═══ PAGE EXCERPT ═══

Everyone is on social media nowadays. Brands and retailers are no exception. So who’s doing it best? So what are those at the top of the leaderboard doing right to take advantage of this evolving digital environment, and are the laggards missing a trick?

Irn-Bru and Aldi topped their respective tables, according to specially commissioned research by The Grocer. Sales at both also happen to be rocketing right now. Coincidence? Probably, but in a becalmed grocery market, knowing how to grow and engage your digital following to amplify your marketing can help move the needle on market share.

Social is becoming ever more central to the brand’s marketing efforts as millennials spend ever more time on their phones, and older consumers embrace digital devices in greater numbers too, says Steve Sponder, MD of content marketing and social agency Headstream, which carried out the research.

Pay to play

Social Brands

Social Brands: Click to enlarge

“Social media budgets are increasing and brands are carving out cash from budgets to support real-time marketing,” says Sponder. “All the brands have said social media plays such an important part in their plans because that’s where everyone spends their time now. And all the top-performing brands have expressed their happiness with the results social is delivering.”

═══

Write the next few paragraphs of the article above on how brands and retailers use social media, starting right after Sponder's remark about top-performing brands.

═══ DATASET RECORDS ═══

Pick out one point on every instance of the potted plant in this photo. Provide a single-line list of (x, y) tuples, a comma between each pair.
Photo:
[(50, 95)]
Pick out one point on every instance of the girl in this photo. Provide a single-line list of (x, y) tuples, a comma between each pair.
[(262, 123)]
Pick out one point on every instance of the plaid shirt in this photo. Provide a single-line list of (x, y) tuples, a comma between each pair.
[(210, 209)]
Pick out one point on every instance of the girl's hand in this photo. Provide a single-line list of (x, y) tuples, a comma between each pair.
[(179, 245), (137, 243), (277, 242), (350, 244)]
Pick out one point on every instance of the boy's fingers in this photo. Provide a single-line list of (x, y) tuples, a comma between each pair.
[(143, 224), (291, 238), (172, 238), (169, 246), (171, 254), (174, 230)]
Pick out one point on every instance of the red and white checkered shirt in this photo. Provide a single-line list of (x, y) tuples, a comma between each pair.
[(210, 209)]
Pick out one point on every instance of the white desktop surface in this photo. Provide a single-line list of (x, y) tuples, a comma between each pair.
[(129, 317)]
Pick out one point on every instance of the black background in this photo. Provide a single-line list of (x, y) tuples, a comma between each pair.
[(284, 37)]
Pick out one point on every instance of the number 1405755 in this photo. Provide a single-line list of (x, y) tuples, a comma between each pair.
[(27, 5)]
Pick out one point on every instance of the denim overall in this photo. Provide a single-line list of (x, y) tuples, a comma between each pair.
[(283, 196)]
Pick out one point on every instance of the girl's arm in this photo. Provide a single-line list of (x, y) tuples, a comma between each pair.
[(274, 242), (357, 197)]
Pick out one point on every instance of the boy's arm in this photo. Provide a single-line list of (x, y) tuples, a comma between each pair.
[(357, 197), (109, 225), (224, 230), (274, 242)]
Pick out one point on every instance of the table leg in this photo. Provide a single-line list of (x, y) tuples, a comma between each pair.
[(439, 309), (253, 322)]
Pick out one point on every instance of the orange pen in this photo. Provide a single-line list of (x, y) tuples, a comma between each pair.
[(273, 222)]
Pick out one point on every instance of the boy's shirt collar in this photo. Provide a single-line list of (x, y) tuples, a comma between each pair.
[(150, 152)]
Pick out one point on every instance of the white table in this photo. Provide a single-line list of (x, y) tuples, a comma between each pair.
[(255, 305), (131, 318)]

═══

● REPLY TO THE TASK:
A common feature of many brands that performed well in Headstream’s survey (based on social media data taken from four weeks in July and August) is their successful embrace of Facebook’s new ‘pay to play’ approach, where brands and retailers pay to inject their content into the news feeds of their ideal target demographic.

“They test the water with different content by seeing what response it gets organically and then broadcast the most successful posts more widely through paid promotion,” says Sponder.

Many of the brands that appear lower down the table are producing useful or engaging content but it is not getting seen by consumers on their newsfeeds, which suggests not all brands are supporting it by paying for it, he adds.

Spreading and sharing

While this paid-for approach may be unwelcome compared with the free ride brands once enjoyed on Facebook, the value of this paid content is that it can also be highly targeted. Sponder points to a “growing use of brands targeting similar people to their Facebook fans via Facebook’s lookalike feature.”

There is also a greater emphasis on the quality of the content the brands are producing. “The focus before was on doing something every day,” he adds. “Now it’s better to post nothing than something average. You now have to assess every piece of content and ask: ‘What does it offer? Will it get spread and shared?’ Everything has to have social currency, either useful or entertaining information or monetary, such as competitions, coupons or freebies.”

 

Engagement and advocacy are the key aims, says Ian McCarthy, marketing controller for Heinz, which had three brands in the top 20 Social Brands 100 fmcg Ranking (for sauce, soup and baked beans.) He says Heinz uses social media as a ‘test and learn’ platform for advertisements, uses monthly content calendars to look for opportunities to be topical, and deploys monitoring tools to track brand mentions.

When allocating paid media in social, Heinz dedicates the most funds to key brand campaigns, like its Heinz Tomato Ketchup Grow Your Own campaign, which reached 11 million people.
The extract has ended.